-- The problem --
Update the records by changing "Include occluded objects" to "Exclude occluded objects" everywhere it appears, leaving all other text unchanged.

-- Records for this exercise --
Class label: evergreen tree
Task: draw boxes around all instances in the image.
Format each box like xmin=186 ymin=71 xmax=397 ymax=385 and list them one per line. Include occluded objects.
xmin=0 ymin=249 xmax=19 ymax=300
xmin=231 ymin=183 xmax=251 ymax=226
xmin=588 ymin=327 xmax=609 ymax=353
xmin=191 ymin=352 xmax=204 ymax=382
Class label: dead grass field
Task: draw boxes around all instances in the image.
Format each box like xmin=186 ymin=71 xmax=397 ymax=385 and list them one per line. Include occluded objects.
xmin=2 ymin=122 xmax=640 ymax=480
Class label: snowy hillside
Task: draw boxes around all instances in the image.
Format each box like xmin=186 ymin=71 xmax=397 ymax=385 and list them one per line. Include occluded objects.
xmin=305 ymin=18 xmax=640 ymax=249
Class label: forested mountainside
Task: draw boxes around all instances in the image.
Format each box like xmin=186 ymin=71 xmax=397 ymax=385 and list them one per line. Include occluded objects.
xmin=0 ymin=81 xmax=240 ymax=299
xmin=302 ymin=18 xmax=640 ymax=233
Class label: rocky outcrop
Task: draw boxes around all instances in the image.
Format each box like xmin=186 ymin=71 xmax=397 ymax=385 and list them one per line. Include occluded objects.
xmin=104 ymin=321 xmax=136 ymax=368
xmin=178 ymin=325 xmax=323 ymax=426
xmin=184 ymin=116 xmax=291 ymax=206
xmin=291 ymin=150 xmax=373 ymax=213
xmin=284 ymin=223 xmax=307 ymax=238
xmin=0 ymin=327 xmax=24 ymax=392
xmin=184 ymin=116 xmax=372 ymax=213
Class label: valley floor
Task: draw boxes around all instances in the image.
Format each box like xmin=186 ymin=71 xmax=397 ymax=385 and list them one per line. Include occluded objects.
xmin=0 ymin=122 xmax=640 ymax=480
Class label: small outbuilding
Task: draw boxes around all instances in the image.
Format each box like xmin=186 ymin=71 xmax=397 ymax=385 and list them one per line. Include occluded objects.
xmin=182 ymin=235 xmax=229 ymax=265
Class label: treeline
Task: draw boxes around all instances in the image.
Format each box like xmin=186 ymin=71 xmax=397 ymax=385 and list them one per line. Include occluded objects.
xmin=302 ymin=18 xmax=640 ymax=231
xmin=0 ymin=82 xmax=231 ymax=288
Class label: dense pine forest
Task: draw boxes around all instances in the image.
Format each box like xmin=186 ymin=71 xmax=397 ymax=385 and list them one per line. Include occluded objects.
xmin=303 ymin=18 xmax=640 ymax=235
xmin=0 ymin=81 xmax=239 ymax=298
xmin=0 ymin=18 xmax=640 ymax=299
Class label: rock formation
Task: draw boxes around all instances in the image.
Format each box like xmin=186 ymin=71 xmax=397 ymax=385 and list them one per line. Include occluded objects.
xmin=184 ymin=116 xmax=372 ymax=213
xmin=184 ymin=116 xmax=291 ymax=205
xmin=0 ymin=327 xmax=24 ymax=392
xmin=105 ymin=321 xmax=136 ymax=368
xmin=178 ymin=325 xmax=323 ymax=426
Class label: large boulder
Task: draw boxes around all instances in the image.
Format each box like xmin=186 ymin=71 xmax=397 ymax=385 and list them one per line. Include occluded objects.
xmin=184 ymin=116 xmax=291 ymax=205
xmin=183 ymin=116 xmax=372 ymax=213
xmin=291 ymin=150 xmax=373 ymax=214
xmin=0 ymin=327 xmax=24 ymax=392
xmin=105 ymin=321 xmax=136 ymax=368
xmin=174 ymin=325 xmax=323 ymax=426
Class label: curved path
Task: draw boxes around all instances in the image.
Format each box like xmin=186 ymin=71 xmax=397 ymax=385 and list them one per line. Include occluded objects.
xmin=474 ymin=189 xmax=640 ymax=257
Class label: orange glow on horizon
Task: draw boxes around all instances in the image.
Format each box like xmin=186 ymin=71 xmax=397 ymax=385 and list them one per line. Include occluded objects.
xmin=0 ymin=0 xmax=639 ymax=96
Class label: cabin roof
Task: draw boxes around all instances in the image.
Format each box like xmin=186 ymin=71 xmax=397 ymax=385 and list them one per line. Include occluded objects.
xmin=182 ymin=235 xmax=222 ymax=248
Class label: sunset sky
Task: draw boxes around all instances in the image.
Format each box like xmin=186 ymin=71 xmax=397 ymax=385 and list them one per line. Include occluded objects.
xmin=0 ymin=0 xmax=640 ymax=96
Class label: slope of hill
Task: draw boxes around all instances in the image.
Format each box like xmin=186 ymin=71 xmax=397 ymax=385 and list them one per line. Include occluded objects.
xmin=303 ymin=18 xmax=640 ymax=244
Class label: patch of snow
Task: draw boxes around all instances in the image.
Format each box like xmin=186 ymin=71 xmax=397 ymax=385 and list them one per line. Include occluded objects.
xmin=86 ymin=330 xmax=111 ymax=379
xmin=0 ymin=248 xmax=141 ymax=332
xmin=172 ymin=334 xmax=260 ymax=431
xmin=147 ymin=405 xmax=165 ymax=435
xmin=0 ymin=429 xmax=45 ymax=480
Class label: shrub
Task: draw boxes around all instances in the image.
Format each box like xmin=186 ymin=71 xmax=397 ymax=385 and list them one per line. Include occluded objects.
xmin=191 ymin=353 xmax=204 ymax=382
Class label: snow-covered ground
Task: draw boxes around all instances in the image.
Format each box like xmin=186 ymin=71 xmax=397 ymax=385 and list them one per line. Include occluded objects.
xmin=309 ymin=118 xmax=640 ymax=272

-- Response to the exercise --
Class label: evergreen tree
Task: draw boxes around all instances in the image.
Format each box like xmin=186 ymin=71 xmax=397 ymax=385 and list them one per line. Exclude occluded objects.
xmin=0 ymin=249 xmax=19 ymax=300
xmin=231 ymin=183 xmax=251 ymax=226
xmin=588 ymin=327 xmax=609 ymax=353
xmin=191 ymin=352 xmax=204 ymax=382
Class label: dead grass field
Task: draw boxes around all instances in the image.
Format each box like xmin=186 ymin=71 xmax=397 ymax=385 and list them one per line. Exclude occluded objects.
xmin=2 ymin=122 xmax=640 ymax=480
Class label: snowy hillside
Task: draw boxes around all instances in the image.
Format each box like xmin=186 ymin=71 xmax=397 ymax=385 and list them one per line. Exclude occluded objects.
xmin=305 ymin=18 xmax=640 ymax=249
Class label: forested mountainside
Task: draw boxes around all instances in the image.
Format each box like xmin=186 ymin=71 xmax=397 ymax=385 and list them one per line. Exclude occluded objects.
xmin=0 ymin=81 xmax=240 ymax=299
xmin=302 ymin=18 xmax=640 ymax=233
Class label: rocky outcrop
Task: draw boxes around all instances in the image.
Format each box like xmin=186 ymin=71 xmax=397 ymax=385 and list them one per line. Exclude occluded objects.
xmin=104 ymin=321 xmax=136 ymax=368
xmin=178 ymin=325 xmax=323 ymax=426
xmin=184 ymin=116 xmax=291 ymax=206
xmin=291 ymin=150 xmax=373 ymax=213
xmin=284 ymin=223 xmax=307 ymax=238
xmin=0 ymin=327 xmax=24 ymax=392
xmin=184 ymin=116 xmax=372 ymax=213
Class label: valley floor
Task: draw boxes around all instances in the image.
Format each box like xmin=186 ymin=71 xmax=397 ymax=385 and list them one per line. Exclude occluded objects.
xmin=0 ymin=122 xmax=640 ymax=480
Class label: small outbuilding
Task: draw boxes around all instances in the image.
Format each box like xmin=186 ymin=71 xmax=397 ymax=385 and list them one per line. Exclude occluded objects.
xmin=182 ymin=235 xmax=229 ymax=265
Class label: treeline
Task: draw boxes around all instances in the image.
Format each box like xmin=186 ymin=71 xmax=397 ymax=385 and list them one per line. Exclude occluded objects.
xmin=302 ymin=18 xmax=640 ymax=231
xmin=0 ymin=82 xmax=231 ymax=288
Class label: dense pine forest
Task: draw boxes around all instances in the image.
Format each box like xmin=186 ymin=71 xmax=397 ymax=385 and list them one per line. Exclude occluded objects.
xmin=303 ymin=18 xmax=640 ymax=235
xmin=0 ymin=81 xmax=239 ymax=298
xmin=0 ymin=18 xmax=640 ymax=299
Class label: rock formation
Task: draw boxes around all instances in the image.
Format each box like xmin=186 ymin=71 xmax=397 ymax=385 and list them one per line. Exclude occluded objects.
xmin=184 ymin=116 xmax=372 ymax=213
xmin=184 ymin=116 xmax=291 ymax=205
xmin=0 ymin=327 xmax=24 ymax=392
xmin=105 ymin=321 xmax=136 ymax=368
xmin=178 ymin=325 xmax=323 ymax=426
Class label: large boulder
Task: draw boxes around all instances in the image.
Format each box like xmin=186 ymin=71 xmax=397 ymax=385 and list them one per line. Exclude occluded objects.
xmin=184 ymin=116 xmax=291 ymax=205
xmin=183 ymin=116 xmax=372 ymax=213
xmin=291 ymin=150 xmax=373 ymax=214
xmin=0 ymin=327 xmax=24 ymax=392
xmin=105 ymin=321 xmax=136 ymax=368
xmin=174 ymin=325 xmax=323 ymax=426
Class label: curved path
Task: draw boxes around all instances in the image.
Format each box like xmin=186 ymin=71 xmax=397 ymax=385 and list them one per line. Exclude occluded objects.
xmin=474 ymin=189 xmax=640 ymax=257
Class label: orange glow on horizon
Task: draw boxes around all instances in the image.
Format each box like xmin=186 ymin=71 xmax=397 ymax=385 and list them one per line. Exclude occluded objects.
xmin=0 ymin=0 xmax=639 ymax=96
Class label: cabin roof
Task: draw boxes around all instances in the image.
Format each box like xmin=186 ymin=71 xmax=397 ymax=385 and list them one per line. Exclude occluded objects.
xmin=182 ymin=235 xmax=222 ymax=248
Class label: sunset sky
Task: draw boxes around all instances in the image.
Format each box like xmin=186 ymin=71 xmax=397 ymax=385 and list them one per line. Exclude occluded objects.
xmin=0 ymin=0 xmax=640 ymax=96
Class label: slope of hill
Task: draw boxes around all instances in the image.
Format each box like xmin=186 ymin=71 xmax=397 ymax=385 and list them one per line. Exclude occluded objects.
xmin=303 ymin=18 xmax=640 ymax=244
Class label: patch of snow
Task: draw boxes around all instances in the image.
Format each box like xmin=186 ymin=71 xmax=397 ymax=385 and list them one per line. Exclude occluded objects.
xmin=86 ymin=330 xmax=111 ymax=379
xmin=0 ymin=248 xmax=141 ymax=332
xmin=172 ymin=334 xmax=260 ymax=431
xmin=147 ymin=405 xmax=165 ymax=435
xmin=0 ymin=429 xmax=45 ymax=480
Class label: shrub
Task: draw boxes around all instances in the image.
Format each box like xmin=186 ymin=71 xmax=397 ymax=385 and list them one per line. Exclude occluded objects.
xmin=191 ymin=353 xmax=204 ymax=382
Class label: snow-covered ground
Task: draw boxes around all instances in the image.
Format each box like xmin=186 ymin=71 xmax=397 ymax=385 and list them one per line. Exclude occluded objects.
xmin=309 ymin=118 xmax=640 ymax=272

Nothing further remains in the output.